TASK REQUIREMENTS: Copy the lines verbatim, starting with the line that contains "TARGET = clear glass measuring cup" and continuing through the last line of the records.

==================================================

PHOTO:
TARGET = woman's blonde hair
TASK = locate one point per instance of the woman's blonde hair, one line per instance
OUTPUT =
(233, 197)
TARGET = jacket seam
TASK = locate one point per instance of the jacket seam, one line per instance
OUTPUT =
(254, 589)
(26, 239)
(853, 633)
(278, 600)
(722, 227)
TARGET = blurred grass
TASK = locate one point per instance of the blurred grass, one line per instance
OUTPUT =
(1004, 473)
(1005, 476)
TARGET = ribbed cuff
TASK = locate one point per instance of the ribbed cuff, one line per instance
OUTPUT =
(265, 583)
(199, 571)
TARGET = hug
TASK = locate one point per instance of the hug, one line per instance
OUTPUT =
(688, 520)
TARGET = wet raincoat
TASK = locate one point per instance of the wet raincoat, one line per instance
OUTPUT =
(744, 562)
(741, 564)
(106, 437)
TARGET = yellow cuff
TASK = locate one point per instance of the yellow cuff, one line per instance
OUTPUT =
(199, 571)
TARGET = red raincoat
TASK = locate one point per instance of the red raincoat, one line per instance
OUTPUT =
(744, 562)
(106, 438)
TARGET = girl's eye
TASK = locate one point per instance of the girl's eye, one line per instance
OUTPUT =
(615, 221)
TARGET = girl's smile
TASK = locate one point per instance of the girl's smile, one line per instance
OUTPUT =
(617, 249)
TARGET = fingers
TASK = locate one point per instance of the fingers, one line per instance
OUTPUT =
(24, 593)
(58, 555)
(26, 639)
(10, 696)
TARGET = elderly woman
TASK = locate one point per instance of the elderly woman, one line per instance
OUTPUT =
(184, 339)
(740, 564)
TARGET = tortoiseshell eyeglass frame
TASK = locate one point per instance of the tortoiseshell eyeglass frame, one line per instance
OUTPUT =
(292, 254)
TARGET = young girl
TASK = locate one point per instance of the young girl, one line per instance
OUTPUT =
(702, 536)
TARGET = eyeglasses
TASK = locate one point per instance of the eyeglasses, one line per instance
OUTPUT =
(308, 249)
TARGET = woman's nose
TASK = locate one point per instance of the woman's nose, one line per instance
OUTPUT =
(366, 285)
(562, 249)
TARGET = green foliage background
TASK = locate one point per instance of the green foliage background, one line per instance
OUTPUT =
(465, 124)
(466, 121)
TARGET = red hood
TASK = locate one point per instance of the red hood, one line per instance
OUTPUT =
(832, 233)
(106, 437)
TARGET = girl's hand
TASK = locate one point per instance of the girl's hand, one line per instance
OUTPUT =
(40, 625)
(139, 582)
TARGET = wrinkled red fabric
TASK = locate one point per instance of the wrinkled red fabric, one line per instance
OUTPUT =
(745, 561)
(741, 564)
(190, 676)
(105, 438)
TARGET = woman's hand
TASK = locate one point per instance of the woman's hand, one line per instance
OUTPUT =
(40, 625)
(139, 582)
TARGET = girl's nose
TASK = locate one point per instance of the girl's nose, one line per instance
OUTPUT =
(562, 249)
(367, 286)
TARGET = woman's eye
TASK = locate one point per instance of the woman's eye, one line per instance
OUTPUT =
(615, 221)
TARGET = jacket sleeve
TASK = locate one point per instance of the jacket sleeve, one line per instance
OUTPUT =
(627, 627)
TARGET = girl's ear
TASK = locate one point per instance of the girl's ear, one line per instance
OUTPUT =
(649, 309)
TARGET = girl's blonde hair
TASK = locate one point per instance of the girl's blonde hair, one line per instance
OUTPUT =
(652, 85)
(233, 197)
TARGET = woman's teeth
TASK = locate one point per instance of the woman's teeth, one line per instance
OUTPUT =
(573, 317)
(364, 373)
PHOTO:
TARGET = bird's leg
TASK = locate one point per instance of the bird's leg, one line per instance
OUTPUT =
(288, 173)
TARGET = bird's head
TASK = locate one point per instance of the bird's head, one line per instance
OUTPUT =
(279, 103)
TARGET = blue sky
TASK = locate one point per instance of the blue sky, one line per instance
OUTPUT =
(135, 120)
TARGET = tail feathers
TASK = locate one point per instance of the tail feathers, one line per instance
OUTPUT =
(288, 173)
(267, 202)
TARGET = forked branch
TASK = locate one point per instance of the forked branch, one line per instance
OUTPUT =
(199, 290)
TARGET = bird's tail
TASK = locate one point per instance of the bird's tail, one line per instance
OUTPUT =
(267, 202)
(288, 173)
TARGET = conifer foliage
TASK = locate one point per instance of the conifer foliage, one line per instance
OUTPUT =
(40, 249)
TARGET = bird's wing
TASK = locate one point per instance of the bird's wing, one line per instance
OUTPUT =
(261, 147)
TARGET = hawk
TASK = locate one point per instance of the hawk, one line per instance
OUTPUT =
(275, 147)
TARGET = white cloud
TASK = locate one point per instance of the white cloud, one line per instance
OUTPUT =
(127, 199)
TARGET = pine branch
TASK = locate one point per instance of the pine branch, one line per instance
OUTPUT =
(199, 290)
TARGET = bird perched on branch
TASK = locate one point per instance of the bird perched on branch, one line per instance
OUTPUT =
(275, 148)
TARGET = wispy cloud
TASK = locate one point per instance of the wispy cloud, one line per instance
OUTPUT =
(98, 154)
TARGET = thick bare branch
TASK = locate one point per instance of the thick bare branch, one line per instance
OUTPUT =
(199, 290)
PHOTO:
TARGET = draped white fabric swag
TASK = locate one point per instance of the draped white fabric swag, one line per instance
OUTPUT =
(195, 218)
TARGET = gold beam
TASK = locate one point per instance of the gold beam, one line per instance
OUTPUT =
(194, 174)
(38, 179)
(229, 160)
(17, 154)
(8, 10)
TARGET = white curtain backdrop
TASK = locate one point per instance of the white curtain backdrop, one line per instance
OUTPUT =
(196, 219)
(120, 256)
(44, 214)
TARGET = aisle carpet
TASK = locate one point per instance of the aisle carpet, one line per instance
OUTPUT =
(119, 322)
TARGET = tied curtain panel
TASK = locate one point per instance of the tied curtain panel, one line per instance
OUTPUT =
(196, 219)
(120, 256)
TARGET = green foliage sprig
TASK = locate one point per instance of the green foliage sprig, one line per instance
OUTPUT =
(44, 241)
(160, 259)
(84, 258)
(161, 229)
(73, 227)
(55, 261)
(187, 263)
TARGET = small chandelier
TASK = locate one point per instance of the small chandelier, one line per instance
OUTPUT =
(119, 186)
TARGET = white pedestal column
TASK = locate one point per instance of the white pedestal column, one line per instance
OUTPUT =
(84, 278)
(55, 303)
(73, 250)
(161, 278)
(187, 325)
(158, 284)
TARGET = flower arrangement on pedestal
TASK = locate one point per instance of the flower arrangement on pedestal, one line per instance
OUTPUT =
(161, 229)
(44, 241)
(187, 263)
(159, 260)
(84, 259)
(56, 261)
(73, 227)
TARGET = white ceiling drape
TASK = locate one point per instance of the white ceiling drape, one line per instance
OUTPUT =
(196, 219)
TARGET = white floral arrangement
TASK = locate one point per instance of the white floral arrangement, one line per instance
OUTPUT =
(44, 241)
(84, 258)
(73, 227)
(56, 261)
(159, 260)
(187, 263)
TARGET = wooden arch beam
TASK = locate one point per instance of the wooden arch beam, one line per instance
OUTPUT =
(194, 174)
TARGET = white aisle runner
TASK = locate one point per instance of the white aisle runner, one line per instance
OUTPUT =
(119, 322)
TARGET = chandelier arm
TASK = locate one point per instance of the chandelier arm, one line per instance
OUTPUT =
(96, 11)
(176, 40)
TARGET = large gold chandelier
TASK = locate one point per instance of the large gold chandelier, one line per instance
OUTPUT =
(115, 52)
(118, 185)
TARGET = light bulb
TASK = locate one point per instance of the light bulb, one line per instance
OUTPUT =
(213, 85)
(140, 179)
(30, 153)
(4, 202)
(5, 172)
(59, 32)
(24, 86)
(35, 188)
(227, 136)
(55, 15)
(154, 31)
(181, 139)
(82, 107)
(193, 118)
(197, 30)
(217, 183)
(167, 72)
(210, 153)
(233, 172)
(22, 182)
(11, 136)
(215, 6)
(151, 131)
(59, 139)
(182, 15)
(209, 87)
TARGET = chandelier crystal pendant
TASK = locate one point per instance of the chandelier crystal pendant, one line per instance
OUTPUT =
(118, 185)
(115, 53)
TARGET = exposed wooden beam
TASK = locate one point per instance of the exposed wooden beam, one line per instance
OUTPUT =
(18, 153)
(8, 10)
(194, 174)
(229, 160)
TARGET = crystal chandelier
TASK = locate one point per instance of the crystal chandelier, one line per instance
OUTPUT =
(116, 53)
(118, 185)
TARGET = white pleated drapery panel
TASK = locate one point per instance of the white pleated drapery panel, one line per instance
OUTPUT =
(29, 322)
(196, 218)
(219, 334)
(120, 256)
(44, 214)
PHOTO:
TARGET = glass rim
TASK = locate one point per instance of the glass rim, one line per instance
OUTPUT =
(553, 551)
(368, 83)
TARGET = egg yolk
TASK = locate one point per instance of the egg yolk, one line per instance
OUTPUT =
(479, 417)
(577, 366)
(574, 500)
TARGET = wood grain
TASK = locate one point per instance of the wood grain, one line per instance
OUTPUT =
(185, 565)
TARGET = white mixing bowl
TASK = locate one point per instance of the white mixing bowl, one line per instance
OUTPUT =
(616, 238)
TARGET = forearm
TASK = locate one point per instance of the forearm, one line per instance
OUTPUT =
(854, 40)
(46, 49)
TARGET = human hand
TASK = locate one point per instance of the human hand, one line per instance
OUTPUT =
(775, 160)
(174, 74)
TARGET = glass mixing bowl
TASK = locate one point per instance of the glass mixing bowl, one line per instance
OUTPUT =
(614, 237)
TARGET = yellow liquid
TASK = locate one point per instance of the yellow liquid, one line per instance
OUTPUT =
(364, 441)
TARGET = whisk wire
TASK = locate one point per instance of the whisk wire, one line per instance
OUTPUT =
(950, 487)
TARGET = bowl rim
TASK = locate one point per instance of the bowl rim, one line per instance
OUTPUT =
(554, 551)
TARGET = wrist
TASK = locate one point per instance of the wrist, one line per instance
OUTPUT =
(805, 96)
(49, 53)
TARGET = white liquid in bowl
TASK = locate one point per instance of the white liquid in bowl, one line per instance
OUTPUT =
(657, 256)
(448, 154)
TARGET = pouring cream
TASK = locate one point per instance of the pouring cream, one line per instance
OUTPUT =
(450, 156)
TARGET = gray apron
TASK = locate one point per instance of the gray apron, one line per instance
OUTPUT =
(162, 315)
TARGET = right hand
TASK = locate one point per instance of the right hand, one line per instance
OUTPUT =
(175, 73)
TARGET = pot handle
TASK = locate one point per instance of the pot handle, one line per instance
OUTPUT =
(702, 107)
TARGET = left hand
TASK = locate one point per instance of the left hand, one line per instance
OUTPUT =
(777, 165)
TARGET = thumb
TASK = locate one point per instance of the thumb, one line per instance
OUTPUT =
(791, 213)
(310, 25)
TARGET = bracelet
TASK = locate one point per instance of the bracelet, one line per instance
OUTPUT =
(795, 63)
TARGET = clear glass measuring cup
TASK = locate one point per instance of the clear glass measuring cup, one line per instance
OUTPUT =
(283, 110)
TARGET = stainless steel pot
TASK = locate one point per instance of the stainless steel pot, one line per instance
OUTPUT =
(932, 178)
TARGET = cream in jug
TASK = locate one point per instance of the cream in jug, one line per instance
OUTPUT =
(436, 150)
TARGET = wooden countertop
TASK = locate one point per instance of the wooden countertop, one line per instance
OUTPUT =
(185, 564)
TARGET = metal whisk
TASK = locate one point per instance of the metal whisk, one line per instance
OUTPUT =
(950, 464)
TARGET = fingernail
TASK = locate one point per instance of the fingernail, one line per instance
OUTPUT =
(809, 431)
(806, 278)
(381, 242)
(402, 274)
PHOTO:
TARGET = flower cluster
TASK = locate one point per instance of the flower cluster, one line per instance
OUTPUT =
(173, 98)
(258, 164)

==================================================

RESULT OF THIS TASK:
TARGET = clear glass measuring cup
TASK = locate one point per instance of the clear glass measuring cup, one line per instance
OUTPUT =
(283, 110)
TARGET = stainless steel pot
TASK = locate one point per instance of the stainless steel pot, one line per instance
OUTPUT =
(932, 178)
TARGET = cream in jug
TASK = locate one point per instance of the cream in jug, one line per instance
OUTPUT =
(436, 150)
TARGET = wooden countertop
TASK = locate one point per instance of the wooden countertop, one line per instance
OUTPUT =
(185, 564)
TARGET = metal whisk
TASK = locate one point per instance of the metal whisk, one line per instance
OUTPUT =
(950, 464)
TARGET = fingernail
TASK = locate one point per instance of the fingernail, one line per instance
OUTPUT =
(809, 431)
(806, 278)
(381, 242)
(402, 274)
PHOTO:
TARGET = flower cluster
TASK = locate one point per instance of the flower cluster, one line per instance
OUTPUT =
(173, 98)
(258, 164)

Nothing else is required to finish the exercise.